Write out each line of the records that has "tuft" in it.

--- RECORDS SUPPLIED ---
*****

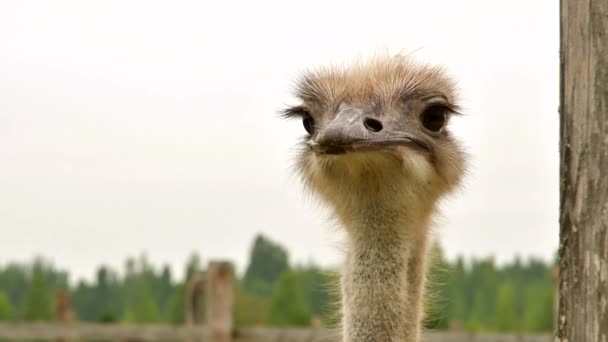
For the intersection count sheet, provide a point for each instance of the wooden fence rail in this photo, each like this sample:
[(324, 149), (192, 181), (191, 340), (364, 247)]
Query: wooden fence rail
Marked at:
[(12, 331), (216, 287)]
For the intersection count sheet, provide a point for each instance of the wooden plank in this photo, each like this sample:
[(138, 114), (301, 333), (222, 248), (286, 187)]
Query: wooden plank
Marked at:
[(583, 309), (220, 295), (157, 332)]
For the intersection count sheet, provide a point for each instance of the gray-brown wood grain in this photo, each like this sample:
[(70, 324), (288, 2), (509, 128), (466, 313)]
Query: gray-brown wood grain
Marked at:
[(583, 312)]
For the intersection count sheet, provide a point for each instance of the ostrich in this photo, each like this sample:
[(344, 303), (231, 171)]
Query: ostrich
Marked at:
[(379, 154)]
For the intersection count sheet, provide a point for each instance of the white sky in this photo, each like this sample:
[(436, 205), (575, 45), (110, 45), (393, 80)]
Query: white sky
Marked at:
[(147, 126)]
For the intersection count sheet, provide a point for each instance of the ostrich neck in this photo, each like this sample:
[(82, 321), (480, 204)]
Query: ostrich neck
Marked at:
[(383, 278)]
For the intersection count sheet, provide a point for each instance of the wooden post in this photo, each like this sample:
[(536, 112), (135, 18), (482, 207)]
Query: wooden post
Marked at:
[(583, 272), (219, 301)]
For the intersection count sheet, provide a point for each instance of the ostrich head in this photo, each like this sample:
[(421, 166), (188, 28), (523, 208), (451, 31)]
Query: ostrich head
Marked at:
[(379, 152), (378, 131)]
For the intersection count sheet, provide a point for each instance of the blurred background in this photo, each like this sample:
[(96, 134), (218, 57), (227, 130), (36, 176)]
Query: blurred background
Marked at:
[(140, 139)]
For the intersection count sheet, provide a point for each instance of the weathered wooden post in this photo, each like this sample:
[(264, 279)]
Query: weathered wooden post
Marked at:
[(220, 298), (583, 272)]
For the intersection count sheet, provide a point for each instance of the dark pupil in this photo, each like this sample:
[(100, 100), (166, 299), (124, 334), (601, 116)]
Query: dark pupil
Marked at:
[(308, 123), (434, 118)]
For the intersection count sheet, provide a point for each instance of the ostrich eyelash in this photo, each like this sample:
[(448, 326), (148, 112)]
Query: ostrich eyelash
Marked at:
[(295, 112)]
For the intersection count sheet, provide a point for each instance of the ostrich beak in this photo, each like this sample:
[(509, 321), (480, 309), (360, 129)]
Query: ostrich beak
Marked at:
[(352, 130)]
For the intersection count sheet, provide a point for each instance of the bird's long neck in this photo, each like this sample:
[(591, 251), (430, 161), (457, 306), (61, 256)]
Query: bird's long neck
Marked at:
[(384, 275)]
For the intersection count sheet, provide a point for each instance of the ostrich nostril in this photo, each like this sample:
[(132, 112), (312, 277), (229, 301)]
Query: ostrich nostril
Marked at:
[(372, 125)]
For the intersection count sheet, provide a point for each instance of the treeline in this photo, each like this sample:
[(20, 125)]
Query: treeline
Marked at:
[(473, 296)]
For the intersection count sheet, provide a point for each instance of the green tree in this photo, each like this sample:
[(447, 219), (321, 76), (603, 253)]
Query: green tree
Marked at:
[(266, 263), (37, 301), (144, 309), (175, 310), (250, 309), (6, 309), (506, 316), (287, 306)]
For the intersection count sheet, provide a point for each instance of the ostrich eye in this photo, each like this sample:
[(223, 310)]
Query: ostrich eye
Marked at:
[(434, 118), (309, 123)]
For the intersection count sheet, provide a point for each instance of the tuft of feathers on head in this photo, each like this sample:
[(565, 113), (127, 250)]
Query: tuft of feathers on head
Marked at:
[(382, 78)]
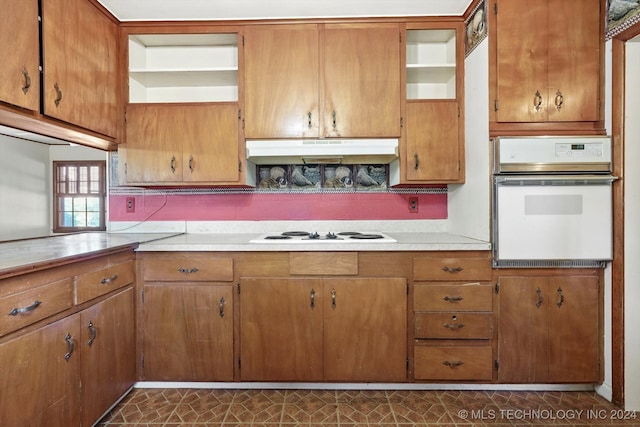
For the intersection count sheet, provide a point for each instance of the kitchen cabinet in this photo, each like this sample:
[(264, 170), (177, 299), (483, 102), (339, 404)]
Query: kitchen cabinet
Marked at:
[(549, 329), (19, 50), (323, 329), (547, 60), (434, 133), (188, 318), (454, 328), (175, 143), (331, 80), (80, 66), (41, 376), (108, 368)]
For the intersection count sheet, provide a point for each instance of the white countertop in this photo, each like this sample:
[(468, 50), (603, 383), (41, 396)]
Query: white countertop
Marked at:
[(220, 242)]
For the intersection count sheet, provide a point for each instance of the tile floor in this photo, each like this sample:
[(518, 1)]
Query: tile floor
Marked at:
[(355, 408)]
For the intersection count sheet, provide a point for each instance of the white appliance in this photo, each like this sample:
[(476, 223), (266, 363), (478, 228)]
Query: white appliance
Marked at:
[(552, 202)]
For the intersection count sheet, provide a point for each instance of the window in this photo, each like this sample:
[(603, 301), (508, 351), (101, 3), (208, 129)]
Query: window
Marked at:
[(79, 196)]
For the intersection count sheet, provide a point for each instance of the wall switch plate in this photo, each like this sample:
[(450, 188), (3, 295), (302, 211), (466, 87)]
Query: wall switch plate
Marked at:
[(413, 204), (131, 204)]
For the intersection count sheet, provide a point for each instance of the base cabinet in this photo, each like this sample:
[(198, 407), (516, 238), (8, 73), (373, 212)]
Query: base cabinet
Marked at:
[(549, 329), (323, 329)]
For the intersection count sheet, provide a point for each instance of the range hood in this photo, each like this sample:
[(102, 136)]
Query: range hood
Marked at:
[(325, 151)]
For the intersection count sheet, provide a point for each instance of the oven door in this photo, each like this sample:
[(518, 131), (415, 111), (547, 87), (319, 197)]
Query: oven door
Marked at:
[(552, 221)]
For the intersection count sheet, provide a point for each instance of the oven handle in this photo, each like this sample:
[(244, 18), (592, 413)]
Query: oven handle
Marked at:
[(523, 180)]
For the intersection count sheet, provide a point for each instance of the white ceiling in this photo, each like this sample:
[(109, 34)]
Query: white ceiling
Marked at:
[(163, 10)]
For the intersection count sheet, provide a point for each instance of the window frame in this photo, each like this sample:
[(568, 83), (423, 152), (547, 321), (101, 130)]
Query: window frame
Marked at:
[(101, 195)]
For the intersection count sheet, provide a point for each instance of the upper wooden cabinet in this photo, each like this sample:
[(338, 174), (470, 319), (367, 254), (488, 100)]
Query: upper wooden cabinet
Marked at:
[(433, 136), (331, 80), (19, 44), (80, 57), (546, 61)]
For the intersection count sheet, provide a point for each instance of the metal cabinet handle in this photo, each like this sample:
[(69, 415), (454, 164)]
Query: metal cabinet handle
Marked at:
[(71, 345), (221, 306), (94, 333), (26, 309), (453, 326), (540, 298), (561, 299), (107, 280), (58, 94), (559, 100), (27, 81)]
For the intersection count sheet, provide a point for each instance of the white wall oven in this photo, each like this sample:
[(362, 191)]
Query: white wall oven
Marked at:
[(552, 201)]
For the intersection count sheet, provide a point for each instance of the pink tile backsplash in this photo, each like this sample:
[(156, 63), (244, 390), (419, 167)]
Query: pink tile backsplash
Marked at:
[(269, 206)]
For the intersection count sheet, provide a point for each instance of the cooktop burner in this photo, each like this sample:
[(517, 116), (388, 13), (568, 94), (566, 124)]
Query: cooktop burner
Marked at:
[(313, 237)]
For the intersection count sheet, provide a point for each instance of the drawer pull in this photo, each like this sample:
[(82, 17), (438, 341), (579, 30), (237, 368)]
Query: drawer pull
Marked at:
[(94, 333), (454, 326), (108, 280), (221, 306), (452, 270), (71, 345), (26, 309)]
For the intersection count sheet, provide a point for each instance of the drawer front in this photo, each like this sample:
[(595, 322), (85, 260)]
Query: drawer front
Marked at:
[(94, 284), (452, 269), (25, 308), (454, 325), (449, 297), (323, 263), (188, 268), (453, 363)]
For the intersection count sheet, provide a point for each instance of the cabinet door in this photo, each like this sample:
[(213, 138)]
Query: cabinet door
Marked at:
[(433, 146), (522, 52), (574, 329), (365, 329), (281, 329), (108, 354), (281, 82), (19, 50), (80, 65), (188, 332), (523, 328), (40, 379), (154, 142), (574, 60), (361, 80)]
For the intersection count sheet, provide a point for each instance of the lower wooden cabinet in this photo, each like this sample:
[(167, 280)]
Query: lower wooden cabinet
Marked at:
[(323, 329), (188, 332), (549, 329)]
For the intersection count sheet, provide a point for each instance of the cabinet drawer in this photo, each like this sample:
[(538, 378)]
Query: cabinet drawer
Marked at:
[(453, 363), (22, 309), (96, 283), (452, 269), (448, 297), (188, 268), (454, 325), (323, 263)]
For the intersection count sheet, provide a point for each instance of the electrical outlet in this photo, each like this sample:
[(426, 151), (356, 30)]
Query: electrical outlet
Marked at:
[(413, 204), (131, 204)]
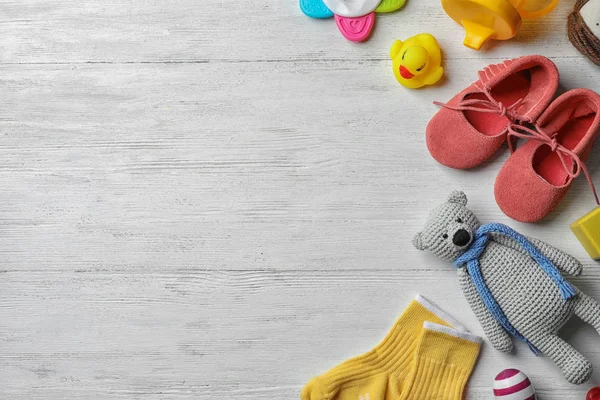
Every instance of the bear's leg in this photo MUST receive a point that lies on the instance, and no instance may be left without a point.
(588, 310)
(574, 366)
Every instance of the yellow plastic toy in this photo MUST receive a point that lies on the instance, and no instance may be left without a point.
(417, 61)
(587, 230)
(494, 19)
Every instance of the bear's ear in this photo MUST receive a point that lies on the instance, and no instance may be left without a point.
(418, 242)
(458, 197)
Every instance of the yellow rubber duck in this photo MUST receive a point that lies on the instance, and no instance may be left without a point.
(417, 61)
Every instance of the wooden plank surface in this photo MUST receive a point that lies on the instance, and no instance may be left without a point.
(201, 200)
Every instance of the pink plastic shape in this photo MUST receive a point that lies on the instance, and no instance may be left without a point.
(356, 29)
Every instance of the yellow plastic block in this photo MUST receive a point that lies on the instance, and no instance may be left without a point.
(587, 230)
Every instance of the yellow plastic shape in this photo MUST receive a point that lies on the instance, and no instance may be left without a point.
(417, 61)
(534, 8)
(484, 19)
(587, 230)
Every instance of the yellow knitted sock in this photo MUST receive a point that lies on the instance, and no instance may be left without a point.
(366, 377)
(443, 363)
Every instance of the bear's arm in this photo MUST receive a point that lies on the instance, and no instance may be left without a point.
(563, 261)
(496, 334)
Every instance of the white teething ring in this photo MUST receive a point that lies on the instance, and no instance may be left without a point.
(352, 8)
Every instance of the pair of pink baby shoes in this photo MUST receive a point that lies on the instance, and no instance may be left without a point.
(515, 100)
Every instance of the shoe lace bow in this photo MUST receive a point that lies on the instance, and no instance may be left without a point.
(489, 105)
(573, 169)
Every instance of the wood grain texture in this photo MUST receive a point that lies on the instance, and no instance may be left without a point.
(201, 200)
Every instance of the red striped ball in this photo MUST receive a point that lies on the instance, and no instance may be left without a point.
(512, 384)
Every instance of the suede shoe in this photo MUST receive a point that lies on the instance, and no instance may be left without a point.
(538, 175)
(471, 127)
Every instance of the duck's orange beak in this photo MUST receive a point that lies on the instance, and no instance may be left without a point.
(405, 73)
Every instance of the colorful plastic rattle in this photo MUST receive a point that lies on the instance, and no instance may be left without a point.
(593, 394)
(417, 61)
(355, 19)
(494, 19)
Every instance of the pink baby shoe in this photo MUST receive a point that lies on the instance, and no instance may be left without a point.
(473, 125)
(537, 176)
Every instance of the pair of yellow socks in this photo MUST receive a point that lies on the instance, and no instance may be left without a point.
(427, 356)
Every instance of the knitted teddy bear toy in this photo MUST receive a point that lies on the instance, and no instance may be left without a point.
(513, 284)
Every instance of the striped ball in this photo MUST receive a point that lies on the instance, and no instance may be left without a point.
(512, 384)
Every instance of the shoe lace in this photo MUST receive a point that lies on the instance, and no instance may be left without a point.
(576, 167)
(489, 105)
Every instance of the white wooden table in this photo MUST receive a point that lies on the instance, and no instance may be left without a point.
(216, 200)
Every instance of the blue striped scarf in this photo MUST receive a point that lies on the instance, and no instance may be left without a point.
(471, 258)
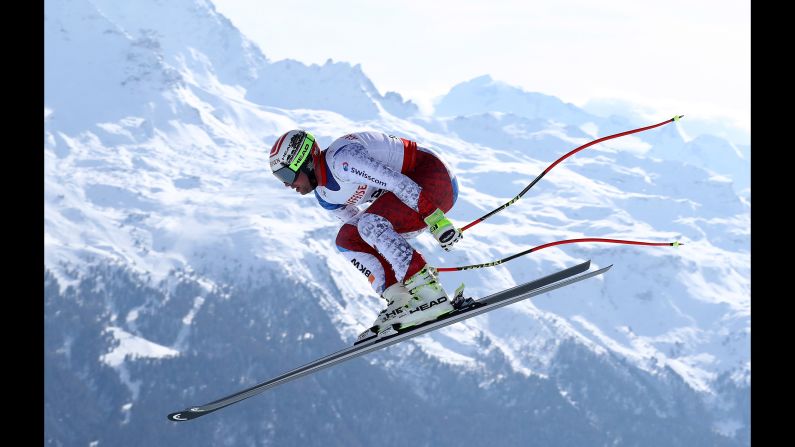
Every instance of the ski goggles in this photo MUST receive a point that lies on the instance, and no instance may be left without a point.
(287, 174)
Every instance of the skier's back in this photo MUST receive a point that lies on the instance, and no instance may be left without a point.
(408, 187)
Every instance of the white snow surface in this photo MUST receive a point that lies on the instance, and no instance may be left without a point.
(158, 121)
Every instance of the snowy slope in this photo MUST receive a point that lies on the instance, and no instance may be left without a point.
(157, 122)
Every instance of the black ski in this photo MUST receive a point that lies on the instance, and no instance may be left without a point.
(477, 307)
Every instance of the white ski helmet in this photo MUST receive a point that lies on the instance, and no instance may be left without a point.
(293, 152)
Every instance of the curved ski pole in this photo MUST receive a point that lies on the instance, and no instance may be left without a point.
(549, 168)
(551, 244)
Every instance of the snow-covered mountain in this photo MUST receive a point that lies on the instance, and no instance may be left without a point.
(177, 269)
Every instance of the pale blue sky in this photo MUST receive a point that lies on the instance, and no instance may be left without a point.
(676, 56)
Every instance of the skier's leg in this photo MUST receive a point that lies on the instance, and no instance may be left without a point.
(397, 218)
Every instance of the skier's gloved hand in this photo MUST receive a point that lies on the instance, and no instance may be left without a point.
(442, 229)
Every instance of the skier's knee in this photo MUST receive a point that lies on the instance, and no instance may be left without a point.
(371, 226)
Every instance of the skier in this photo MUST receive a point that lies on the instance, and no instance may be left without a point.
(410, 188)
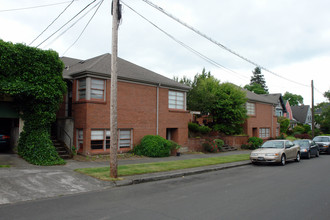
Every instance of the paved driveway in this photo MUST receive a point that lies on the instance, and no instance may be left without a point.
(23, 181)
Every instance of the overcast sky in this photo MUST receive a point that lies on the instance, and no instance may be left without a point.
(291, 38)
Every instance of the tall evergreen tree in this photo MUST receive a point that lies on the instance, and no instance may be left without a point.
(258, 78)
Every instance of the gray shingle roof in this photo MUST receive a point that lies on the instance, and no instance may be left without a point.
(101, 66)
(300, 112)
(251, 96)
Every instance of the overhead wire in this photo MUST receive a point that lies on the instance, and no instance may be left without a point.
(67, 22)
(217, 43)
(52, 22)
(209, 60)
(84, 28)
(73, 24)
(32, 7)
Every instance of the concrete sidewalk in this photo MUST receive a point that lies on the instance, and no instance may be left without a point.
(23, 181)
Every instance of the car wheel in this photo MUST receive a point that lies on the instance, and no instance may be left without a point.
(283, 160)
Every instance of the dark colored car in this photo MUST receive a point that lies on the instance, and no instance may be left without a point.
(308, 148)
(323, 142)
(4, 142)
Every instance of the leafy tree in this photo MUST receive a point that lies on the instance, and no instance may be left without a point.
(293, 98)
(284, 124)
(256, 88)
(324, 119)
(224, 102)
(327, 95)
(202, 96)
(33, 77)
(229, 111)
(258, 78)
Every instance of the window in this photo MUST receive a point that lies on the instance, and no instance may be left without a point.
(124, 138)
(264, 132)
(251, 108)
(100, 139)
(278, 112)
(91, 88)
(80, 139)
(176, 100)
(97, 89)
(82, 88)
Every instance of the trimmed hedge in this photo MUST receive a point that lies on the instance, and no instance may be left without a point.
(154, 146)
(33, 77)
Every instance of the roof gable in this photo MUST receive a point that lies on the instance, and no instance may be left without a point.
(101, 65)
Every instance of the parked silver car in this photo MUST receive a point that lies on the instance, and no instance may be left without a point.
(323, 142)
(276, 151)
(307, 148)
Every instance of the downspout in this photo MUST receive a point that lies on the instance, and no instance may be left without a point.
(157, 110)
(273, 120)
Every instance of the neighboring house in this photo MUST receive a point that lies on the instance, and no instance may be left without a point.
(280, 108)
(289, 114)
(262, 121)
(302, 114)
(148, 104)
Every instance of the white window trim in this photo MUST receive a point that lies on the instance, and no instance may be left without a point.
(249, 108)
(131, 138)
(89, 88)
(184, 99)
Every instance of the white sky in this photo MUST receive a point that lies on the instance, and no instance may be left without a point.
(288, 37)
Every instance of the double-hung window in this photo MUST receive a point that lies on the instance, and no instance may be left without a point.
(251, 108)
(125, 138)
(82, 88)
(100, 139)
(97, 89)
(264, 132)
(176, 100)
(91, 89)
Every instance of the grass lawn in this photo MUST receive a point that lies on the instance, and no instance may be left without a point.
(134, 169)
(4, 166)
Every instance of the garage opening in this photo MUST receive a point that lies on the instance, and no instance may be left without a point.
(9, 127)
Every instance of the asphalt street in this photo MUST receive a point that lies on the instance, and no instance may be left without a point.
(296, 191)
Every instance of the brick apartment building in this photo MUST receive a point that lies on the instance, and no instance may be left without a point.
(262, 121)
(148, 103)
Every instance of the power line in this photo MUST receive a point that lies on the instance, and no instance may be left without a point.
(217, 43)
(52, 21)
(32, 7)
(58, 36)
(84, 27)
(67, 22)
(209, 60)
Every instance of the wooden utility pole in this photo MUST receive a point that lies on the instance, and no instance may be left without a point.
(113, 98)
(313, 128)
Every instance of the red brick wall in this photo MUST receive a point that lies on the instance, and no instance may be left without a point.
(264, 118)
(137, 110)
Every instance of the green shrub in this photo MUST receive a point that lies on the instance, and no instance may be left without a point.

*****

--- EXPECTED ANSWER ---
For the intersection count sheet, provide a point for each instance of the tuft of feathers on head in this photo, each like this sample:
Query: tuft of feathers on head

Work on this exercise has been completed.